§ **What to work on**:
- 1) Check each statement against the account of opening night and answer yes or no, quoting the words that decide it: (a) The writer saw The Dark Knight on its opening night. (b) The writer had disliked Batman Begins. (c) The other theater that was emptying out had been showing Mamma Mia!.
- 2) Reproduce the account of opening night between "In the carpeted" and "The Force Awakens.", inclusive.

§ **Selected extract**:
----------

In the summer of 2008, I dutifully trotted off to see Batman: The Dark Knight on opening night. I had high hopes, having really enjoyed Batman Begins — but more than that, it was a summer in New York City and the theater would be pleasantly cool and dark. Yet the night, and the knight, proved a bit too dark for me. Nearly three hours later, I emerged from the theater exhausted and disappointed. Reader, I hated it. Well, perhaps hated was a strong word. I admired the performances, of course, and was stunned by the effects. I liked parts of it and was often at the edge of my seat. But overall, I found the film to be exactly what I don’t enjoy in an action or superhero flick: drawn-out, nihilistic, bloated and dispiriting.

In the carpeted hallways of the multiplex, as we streamed out, I found myself feeling like I’d just been socked in the face with a bat-glove multiple times. Then I noticed another theater emptying out — and the fans looked a bit different. They were all women, out with groups of friends, and they all appeared extremely really happy and satisfied, like their collective margarita night had been a great success. Oh, how I suddenly envied them. As it turned out, they were emerging out of an opening night screening of Mamma Mia!, the star-studded musical adaptation that was the weekend’s major counter-programming to the Batman behemoth — just as Sisters stands alone this forthcoming week in the massive shadow of Star Wars: The Force Awakens.

----------

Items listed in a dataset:
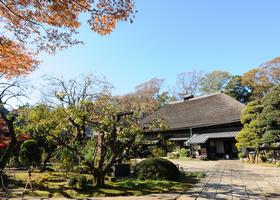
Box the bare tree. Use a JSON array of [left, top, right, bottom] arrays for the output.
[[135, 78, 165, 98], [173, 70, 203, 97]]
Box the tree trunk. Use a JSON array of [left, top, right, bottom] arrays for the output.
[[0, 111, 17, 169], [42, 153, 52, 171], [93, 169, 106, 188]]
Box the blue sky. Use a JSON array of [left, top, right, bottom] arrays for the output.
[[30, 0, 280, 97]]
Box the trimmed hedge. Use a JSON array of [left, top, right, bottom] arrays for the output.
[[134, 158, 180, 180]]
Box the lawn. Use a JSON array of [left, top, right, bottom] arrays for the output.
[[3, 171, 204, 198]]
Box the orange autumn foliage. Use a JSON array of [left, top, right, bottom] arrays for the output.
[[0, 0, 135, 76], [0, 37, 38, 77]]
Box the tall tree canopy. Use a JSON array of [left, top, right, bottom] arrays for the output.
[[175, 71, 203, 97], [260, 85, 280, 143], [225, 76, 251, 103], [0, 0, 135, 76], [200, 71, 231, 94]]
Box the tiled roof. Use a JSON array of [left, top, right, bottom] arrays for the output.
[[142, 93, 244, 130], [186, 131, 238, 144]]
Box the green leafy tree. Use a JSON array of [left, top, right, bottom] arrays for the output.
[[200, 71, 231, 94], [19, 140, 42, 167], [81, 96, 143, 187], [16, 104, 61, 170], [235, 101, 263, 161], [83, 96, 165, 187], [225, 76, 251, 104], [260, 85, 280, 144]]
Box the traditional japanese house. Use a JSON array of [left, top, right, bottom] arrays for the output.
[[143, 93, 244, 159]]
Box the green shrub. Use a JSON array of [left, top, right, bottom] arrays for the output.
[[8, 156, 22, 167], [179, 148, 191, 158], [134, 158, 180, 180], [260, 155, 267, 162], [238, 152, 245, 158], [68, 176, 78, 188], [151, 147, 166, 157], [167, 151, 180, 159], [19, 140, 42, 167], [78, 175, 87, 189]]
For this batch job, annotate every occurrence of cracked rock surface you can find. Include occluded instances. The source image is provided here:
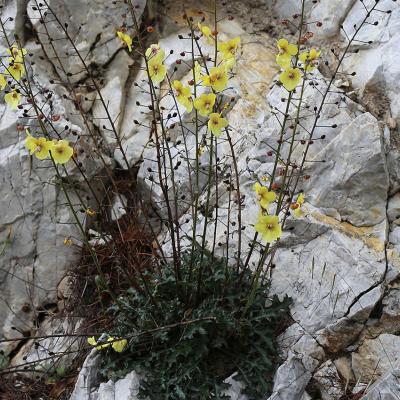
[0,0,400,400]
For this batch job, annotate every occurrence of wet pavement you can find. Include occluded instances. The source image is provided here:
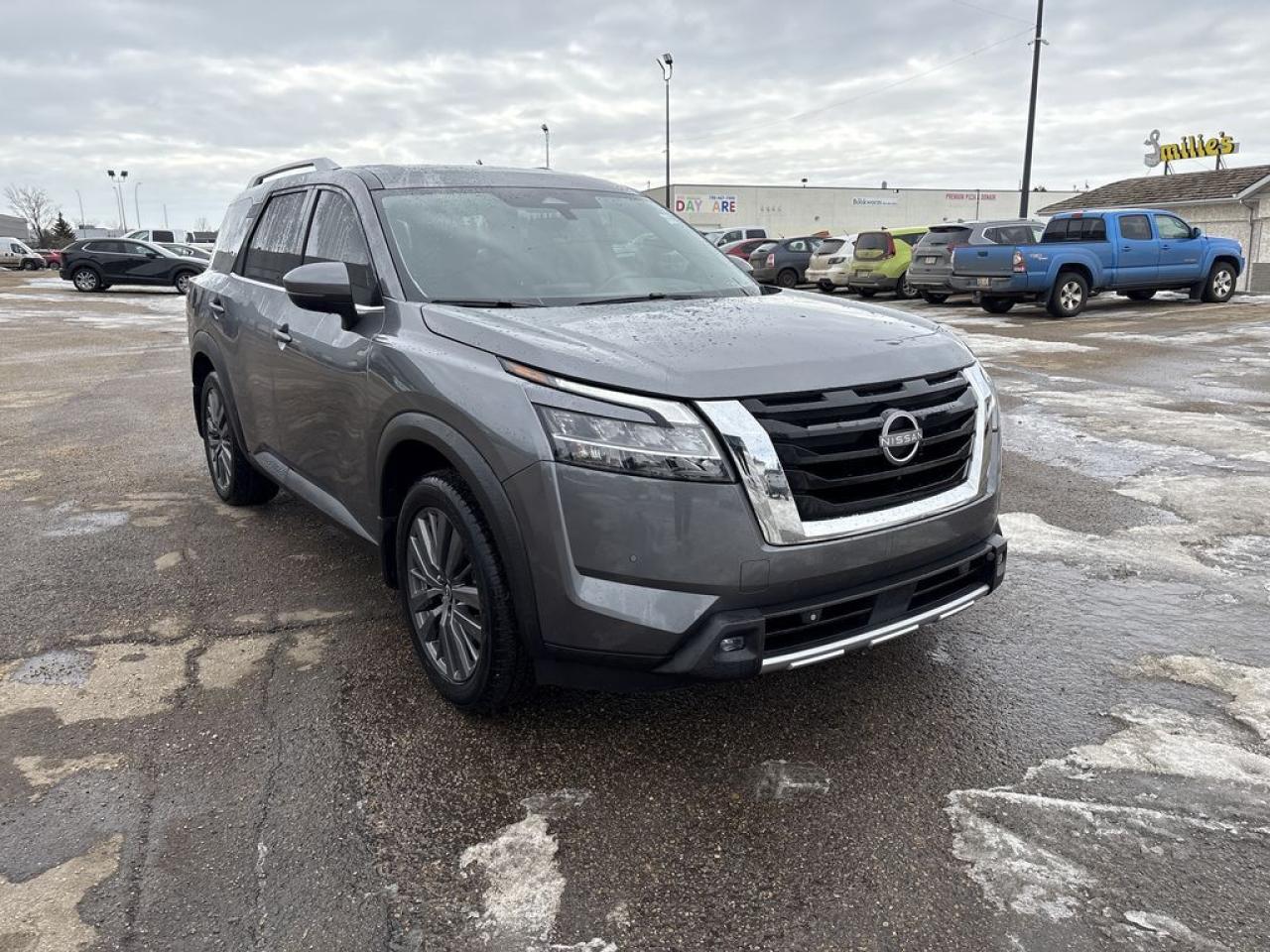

----------

§ **Solutions for each task**:
- 1)
(a) Yes: "I dutifully trotted off to see Batman: The Dark Knight on opening night."
(b) No: "having really enjoyed Batman Begins"
(c) Yes: "they were emerging out of an opening night screening of Mamma Mia!"

- 2)
In the carpeted hallways of the multiplex, as we streamed out, I found myself feeling like I’d just been socked in the face with a bat-glove multiple times. Then I noticed another theater emptying out — and the fans looked a bit different. They were all women, out with groups of friends, and they all appeared extremely really happy and satisfied, like their collective margarita night had been a great success. Oh, how I suddenly envied them. As it turned out, they were emerging out of an opening night screening of Mamma Mia!, the star-studded musical adaptation that was the weekend’s major counter-programming to the Batman behemoth — just as Sisters stands alone this forthcoming week in the massive shadow of Star Wars: The Force Awakens.